### WHAT YOU ARE ASKED TO DO
What do the lines from the one containing "Return one point per instance of the tree canopy, formatted" through the end of the entries say? Quote them exactly, and only them.

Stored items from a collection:
——

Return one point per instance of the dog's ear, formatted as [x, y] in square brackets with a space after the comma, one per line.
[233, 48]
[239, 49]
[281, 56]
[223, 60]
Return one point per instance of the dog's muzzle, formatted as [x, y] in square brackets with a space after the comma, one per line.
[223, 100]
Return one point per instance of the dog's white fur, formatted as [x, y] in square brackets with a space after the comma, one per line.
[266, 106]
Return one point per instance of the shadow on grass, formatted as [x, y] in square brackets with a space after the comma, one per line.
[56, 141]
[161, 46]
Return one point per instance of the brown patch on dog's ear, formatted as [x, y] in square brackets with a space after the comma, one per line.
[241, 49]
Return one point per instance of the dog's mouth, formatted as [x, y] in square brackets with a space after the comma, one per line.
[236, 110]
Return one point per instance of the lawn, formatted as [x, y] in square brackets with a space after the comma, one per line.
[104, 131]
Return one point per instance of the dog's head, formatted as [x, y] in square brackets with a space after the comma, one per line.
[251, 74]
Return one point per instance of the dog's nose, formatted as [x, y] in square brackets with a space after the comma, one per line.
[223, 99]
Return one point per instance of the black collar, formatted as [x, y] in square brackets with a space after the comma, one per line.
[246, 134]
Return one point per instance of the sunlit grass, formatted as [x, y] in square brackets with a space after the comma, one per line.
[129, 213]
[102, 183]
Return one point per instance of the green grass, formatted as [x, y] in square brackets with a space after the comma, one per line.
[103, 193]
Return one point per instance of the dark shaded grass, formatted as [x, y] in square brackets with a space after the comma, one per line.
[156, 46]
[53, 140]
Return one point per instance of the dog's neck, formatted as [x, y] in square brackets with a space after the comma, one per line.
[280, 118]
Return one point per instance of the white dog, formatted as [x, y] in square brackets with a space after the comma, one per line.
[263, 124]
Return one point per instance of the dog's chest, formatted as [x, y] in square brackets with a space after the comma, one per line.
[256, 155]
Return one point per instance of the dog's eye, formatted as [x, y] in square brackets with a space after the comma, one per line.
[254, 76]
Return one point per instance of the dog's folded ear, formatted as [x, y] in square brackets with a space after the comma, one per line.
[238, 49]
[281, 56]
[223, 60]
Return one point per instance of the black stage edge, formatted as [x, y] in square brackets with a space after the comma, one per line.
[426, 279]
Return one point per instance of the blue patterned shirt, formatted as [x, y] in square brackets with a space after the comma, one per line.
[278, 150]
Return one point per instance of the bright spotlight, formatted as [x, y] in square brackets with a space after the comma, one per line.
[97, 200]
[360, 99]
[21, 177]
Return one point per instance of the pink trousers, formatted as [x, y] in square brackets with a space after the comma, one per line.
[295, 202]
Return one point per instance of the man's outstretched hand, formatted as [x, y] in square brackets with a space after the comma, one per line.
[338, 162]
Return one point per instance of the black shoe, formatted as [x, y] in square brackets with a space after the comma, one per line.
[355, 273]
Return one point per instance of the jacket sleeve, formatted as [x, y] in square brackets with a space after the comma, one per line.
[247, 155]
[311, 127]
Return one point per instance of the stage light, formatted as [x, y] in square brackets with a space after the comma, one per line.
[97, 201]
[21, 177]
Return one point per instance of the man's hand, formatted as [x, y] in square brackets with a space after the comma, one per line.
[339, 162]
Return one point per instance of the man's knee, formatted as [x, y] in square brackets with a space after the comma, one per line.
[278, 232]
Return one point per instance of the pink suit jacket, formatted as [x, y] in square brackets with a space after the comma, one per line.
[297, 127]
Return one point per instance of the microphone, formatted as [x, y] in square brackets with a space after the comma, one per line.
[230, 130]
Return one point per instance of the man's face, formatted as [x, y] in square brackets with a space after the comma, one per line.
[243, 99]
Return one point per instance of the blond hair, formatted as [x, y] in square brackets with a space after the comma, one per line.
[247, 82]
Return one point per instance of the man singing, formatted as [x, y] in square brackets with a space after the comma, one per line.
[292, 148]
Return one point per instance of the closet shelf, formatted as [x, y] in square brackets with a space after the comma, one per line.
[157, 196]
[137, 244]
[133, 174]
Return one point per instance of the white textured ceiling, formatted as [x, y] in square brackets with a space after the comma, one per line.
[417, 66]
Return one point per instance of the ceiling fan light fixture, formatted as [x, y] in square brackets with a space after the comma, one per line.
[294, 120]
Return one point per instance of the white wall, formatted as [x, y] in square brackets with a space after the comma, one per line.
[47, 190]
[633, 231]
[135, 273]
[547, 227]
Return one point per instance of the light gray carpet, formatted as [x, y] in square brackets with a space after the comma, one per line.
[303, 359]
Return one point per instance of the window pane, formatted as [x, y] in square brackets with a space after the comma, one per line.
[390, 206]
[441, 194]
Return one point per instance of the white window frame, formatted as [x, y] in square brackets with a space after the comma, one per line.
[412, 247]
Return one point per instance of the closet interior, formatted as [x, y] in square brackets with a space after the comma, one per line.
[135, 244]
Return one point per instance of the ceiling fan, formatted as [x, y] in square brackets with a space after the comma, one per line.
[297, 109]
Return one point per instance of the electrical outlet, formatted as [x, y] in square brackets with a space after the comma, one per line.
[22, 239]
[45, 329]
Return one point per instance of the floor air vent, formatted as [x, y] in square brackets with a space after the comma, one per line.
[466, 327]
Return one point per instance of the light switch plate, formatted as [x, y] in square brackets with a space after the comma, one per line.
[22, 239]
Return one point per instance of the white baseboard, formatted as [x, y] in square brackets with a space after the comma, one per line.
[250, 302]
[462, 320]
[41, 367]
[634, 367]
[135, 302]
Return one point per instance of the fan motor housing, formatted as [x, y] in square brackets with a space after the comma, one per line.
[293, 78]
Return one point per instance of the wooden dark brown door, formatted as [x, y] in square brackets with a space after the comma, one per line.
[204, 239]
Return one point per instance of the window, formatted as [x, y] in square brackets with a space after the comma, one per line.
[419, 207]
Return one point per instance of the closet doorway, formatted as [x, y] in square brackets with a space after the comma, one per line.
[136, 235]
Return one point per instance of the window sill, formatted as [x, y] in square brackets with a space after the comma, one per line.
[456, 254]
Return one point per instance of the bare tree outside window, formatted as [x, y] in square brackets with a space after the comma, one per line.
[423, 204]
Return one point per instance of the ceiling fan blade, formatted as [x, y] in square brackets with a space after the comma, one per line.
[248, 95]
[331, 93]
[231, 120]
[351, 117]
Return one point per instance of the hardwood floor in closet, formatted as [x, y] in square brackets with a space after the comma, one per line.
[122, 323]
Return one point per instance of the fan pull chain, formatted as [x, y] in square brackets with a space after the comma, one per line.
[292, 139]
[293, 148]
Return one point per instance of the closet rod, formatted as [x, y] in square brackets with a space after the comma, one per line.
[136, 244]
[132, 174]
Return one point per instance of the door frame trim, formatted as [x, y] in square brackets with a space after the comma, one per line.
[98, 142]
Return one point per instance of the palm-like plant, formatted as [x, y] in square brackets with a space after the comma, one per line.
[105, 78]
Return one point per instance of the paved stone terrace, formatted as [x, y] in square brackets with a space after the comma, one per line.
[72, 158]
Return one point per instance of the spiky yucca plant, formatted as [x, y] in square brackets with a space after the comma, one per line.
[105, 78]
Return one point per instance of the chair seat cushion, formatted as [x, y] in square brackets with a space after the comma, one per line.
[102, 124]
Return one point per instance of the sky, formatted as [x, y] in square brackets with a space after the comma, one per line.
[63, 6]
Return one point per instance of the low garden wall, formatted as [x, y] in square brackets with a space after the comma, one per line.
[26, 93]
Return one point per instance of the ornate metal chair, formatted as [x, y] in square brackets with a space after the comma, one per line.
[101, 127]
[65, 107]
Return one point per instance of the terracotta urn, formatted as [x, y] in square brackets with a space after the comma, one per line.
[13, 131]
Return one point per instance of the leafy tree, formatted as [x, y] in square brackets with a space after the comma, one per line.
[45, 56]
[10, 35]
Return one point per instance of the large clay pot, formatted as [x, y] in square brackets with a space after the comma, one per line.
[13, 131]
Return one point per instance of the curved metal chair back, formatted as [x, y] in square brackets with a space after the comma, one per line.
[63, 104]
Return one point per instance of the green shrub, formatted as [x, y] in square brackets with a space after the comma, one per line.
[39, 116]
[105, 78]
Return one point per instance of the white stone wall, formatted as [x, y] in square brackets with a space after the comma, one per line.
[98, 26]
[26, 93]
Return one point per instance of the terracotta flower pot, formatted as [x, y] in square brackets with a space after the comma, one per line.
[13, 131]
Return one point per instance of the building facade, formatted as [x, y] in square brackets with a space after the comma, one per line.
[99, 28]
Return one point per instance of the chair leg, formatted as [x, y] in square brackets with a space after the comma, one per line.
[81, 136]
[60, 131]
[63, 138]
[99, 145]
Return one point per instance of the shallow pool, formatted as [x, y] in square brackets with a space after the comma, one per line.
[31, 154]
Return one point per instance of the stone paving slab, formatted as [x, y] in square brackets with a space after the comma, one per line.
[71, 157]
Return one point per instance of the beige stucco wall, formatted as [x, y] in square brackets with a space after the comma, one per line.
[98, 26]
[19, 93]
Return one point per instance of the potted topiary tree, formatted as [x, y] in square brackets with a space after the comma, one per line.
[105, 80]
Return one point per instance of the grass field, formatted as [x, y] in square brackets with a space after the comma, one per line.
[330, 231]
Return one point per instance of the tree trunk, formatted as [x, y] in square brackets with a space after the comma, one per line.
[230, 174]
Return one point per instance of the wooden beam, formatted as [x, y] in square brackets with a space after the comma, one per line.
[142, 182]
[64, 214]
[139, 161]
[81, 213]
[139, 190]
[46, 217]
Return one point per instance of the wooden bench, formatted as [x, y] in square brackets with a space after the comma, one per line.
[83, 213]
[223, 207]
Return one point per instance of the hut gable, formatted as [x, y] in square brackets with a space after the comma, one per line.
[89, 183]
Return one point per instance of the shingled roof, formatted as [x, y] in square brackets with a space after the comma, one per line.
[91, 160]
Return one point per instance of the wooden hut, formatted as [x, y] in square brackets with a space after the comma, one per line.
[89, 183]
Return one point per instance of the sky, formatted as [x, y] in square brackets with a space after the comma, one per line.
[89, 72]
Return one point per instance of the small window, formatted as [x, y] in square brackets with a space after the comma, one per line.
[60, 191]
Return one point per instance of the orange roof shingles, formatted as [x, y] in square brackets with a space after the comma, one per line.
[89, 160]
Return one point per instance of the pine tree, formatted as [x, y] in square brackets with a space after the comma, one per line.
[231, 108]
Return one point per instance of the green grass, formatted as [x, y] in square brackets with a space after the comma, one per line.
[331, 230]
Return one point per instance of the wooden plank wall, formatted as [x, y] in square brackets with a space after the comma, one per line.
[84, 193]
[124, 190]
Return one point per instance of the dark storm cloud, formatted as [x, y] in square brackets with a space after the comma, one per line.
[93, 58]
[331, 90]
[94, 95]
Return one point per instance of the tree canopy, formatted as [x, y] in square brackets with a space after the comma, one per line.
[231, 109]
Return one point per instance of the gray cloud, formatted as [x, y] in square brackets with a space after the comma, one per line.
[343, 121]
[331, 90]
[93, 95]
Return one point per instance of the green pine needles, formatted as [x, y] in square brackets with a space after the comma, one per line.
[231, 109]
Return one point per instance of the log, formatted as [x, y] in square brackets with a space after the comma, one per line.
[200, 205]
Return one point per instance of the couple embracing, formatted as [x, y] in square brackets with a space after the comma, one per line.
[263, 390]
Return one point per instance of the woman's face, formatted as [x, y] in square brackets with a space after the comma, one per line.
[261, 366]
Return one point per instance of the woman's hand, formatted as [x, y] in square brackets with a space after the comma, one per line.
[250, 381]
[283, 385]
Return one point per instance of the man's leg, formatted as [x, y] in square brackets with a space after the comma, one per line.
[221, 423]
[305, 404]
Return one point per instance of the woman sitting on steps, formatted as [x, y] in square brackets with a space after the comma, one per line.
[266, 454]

——

### WRITTEN ANSWER
Return one point per instance of the tree canopy, formatted as [x, y] in square brackets with a space after the comma, one per line.
[231, 109]
Return one point per instance of the gray cloud, formatted as [x, y] in square brackets with a space after the comma, one per line.
[343, 121]
[331, 90]
[93, 95]
Return one point per instance of the green pine needles, formatted as [x, y] in square brackets with a space after the comma, one per line.
[231, 109]
Return one point per instance of the log, formatted as [x, y] in square brackets with a space after the comma, one per line.
[200, 205]
Return one point per instance of the couple embracing, formatted as [x, y] in square brackets with a space after the comma, one per line.
[263, 390]
Return one point per instance of the woman's face, formatted as [x, y] in square brackets with a space after the comma, one per line.
[261, 366]
Return one point per instance of the woman's hand, formatted as [x, y] in square brackets with a space after the comma, one per line.
[250, 381]
[283, 385]
Return one point per instance of the man's leg, formatted as [x, y] in square brackets with a space after the comma, one per line.
[221, 423]
[305, 404]
Return one point per instance of the woman sitting on steps, formatted as [x, y] in square brackets with a space after the comma, one per line.
[266, 454]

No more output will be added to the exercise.